— WHAT IS NEEDED —
Copy the material below from the line with "7. Identify the black rubber" to the line with "0;303;1024;683", both lines included, keeping every request line as it is. Shift each bounding box coordinate in those lines up by 143, and return only this span.

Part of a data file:
* BEGIN *

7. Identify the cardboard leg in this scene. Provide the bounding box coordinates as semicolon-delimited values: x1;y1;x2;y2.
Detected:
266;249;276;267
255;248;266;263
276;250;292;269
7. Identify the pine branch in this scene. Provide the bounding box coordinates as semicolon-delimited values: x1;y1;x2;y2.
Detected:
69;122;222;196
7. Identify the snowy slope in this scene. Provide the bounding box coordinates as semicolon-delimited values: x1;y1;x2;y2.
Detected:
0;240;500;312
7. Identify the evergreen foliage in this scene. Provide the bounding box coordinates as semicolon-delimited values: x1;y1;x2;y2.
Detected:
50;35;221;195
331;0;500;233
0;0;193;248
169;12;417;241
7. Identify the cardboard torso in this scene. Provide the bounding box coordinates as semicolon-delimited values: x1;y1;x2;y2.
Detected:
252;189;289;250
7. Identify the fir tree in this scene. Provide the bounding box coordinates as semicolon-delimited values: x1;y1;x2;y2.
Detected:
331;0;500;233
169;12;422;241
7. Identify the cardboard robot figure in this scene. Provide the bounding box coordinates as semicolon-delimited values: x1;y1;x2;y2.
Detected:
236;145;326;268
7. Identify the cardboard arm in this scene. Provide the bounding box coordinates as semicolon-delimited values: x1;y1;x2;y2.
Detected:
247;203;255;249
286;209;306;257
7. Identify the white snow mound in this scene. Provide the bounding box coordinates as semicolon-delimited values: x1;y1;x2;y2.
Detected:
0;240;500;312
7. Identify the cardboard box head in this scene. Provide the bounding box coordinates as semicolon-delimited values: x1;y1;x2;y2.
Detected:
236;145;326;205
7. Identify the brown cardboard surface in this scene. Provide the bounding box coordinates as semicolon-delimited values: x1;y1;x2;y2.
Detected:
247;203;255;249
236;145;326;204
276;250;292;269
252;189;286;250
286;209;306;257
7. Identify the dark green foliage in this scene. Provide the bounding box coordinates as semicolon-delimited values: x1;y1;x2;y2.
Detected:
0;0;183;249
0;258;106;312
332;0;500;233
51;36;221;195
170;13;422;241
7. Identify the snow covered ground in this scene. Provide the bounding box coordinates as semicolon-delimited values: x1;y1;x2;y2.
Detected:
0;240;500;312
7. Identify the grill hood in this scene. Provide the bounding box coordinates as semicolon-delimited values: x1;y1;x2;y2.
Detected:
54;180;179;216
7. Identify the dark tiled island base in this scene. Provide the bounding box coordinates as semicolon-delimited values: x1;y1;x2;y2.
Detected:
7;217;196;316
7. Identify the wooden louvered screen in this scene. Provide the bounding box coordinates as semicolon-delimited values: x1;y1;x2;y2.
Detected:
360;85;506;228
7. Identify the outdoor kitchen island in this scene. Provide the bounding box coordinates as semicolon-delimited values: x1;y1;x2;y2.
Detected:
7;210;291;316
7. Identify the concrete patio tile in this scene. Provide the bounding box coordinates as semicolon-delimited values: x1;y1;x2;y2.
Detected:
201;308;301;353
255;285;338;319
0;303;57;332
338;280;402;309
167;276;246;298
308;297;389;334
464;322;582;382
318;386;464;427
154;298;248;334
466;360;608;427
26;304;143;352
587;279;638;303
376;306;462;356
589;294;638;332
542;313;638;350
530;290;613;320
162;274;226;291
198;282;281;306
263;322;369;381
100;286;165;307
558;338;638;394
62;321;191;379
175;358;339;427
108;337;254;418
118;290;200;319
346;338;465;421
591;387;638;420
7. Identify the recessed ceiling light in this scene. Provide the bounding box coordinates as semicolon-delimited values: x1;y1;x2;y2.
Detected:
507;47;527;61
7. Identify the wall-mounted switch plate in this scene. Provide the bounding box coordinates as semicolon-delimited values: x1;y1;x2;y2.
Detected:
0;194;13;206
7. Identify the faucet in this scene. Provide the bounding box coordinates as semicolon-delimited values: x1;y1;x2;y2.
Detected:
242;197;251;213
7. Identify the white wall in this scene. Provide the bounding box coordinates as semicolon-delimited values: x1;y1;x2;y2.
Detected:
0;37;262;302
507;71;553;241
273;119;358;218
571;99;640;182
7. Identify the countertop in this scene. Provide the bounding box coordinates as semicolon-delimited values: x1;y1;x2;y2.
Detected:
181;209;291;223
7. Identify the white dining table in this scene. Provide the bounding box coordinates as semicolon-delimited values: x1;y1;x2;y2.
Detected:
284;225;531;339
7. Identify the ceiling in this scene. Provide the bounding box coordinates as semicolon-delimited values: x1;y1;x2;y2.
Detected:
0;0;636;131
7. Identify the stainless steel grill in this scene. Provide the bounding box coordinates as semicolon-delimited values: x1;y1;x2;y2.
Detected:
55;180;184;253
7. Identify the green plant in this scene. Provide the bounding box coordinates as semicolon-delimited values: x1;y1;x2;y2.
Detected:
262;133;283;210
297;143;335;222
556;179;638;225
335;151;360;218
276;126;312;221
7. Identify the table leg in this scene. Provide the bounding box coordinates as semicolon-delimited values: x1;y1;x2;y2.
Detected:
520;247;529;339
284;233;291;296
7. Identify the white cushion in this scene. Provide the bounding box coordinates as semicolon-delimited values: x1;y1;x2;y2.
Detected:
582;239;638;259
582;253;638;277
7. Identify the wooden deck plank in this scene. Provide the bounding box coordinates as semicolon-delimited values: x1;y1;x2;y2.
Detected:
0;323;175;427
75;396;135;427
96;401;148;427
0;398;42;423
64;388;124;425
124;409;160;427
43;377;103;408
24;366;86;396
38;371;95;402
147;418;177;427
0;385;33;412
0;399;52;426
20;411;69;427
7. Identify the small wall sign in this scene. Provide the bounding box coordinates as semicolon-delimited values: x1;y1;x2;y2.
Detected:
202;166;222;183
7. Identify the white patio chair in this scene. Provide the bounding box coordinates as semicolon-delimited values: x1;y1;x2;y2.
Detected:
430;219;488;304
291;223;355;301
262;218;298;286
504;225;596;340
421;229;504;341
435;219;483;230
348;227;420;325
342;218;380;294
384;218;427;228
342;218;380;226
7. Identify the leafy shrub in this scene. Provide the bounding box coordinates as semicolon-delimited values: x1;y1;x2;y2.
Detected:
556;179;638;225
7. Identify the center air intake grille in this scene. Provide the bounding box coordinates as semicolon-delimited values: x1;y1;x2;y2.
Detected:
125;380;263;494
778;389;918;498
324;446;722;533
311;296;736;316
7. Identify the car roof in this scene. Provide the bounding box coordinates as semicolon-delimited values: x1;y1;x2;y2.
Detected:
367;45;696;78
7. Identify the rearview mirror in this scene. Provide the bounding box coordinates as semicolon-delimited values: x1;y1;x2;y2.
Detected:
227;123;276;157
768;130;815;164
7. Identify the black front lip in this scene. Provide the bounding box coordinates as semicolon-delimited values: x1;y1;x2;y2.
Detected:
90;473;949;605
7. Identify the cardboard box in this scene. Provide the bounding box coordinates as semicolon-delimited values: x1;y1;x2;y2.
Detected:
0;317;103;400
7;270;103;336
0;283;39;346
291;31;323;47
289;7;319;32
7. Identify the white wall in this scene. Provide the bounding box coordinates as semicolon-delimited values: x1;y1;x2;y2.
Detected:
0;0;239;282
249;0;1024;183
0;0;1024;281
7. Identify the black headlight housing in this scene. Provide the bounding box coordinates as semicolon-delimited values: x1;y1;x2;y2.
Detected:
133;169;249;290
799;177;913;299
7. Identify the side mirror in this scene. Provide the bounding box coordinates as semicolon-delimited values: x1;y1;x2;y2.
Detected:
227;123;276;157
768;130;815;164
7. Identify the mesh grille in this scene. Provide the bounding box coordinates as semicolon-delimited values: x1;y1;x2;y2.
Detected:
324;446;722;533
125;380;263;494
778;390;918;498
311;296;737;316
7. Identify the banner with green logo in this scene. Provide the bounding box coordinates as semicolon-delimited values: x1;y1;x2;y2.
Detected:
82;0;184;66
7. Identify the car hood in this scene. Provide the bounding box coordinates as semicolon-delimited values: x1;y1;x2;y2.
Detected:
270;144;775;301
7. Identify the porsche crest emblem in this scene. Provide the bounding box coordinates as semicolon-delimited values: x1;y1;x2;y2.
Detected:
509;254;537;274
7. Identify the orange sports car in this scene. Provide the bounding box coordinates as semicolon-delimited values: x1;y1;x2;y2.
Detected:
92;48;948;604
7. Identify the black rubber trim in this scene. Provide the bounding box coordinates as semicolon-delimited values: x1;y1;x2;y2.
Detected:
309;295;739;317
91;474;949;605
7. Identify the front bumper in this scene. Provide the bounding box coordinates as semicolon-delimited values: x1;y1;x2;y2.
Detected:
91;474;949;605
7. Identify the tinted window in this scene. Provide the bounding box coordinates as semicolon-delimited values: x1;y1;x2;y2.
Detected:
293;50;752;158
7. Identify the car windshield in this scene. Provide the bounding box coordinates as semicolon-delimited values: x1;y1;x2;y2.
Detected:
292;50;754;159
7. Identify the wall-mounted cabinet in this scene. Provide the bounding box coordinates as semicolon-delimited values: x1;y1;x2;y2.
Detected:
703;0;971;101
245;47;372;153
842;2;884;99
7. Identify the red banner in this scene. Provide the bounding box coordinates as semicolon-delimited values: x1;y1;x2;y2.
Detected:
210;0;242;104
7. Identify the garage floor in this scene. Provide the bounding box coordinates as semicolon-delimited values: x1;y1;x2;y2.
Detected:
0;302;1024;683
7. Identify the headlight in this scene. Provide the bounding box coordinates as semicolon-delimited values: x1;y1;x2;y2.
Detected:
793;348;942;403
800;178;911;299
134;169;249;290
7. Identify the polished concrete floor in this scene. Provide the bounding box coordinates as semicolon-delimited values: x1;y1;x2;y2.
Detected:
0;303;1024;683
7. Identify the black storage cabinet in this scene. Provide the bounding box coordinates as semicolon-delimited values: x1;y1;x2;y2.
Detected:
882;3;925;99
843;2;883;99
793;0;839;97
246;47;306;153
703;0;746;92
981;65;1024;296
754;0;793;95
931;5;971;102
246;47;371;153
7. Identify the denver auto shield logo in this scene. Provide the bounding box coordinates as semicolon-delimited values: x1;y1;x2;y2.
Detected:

* END *

— RESPONSE —
7. Identify the black rubber trim in this scene. Provide the bounding box coordinates as semicolon-delimited values: x1;y1;x2;y2.
Detected:
452;438;882;460
234;617;1092;748
7. Identify the front bumper in this scene. Provide the bounding box coordinates as semicolon-delimited values: x1;y1;x2;y2.
Detected:
234;617;1092;748
7. Identify the tinted window in this scene. Provide the bounding box coordinates as semicolon-delimited values: x1;y1;x2;y2.
Detected:
436;193;895;301
7. Identify the car windshield in this scene. Provide the bounding box coordinates as semicolon-delimited values: x1;y1;x2;y2.
Detected:
435;193;897;302
7. Identify the wall-mounted cabinet in this scene. Provide the bounding box coordinates as semicolon-delimited values: x1;y1;x2;y2.
Detected:
846;143;1114;244
388;190;515;296
985;145;1027;242
7. Identify the red banner in this scene. Provide the bounding box coordinates as semicolon-delimited values: x1;y1;x2;y2.
Detected:
353;143;385;247
7. Identify the garage floor in this scene. Provide the bounding box coordinates as semicolon-delimited values: x1;y1;x2;y2.
Detected:
143;445;1167;826
7. Identify the headlight in this scene. Provide the bounding box coordinates as semicolon-delimited values: x1;y1;x2;y2.
Detected:
936;491;1085;546
943;321;1054;442
277;312;392;433
7. Identify the polished concrete floor in this scene. Provide the bounding box coordinates as semicolon-delimited values: x1;y1;x2;y2.
Detected:
143;446;1167;826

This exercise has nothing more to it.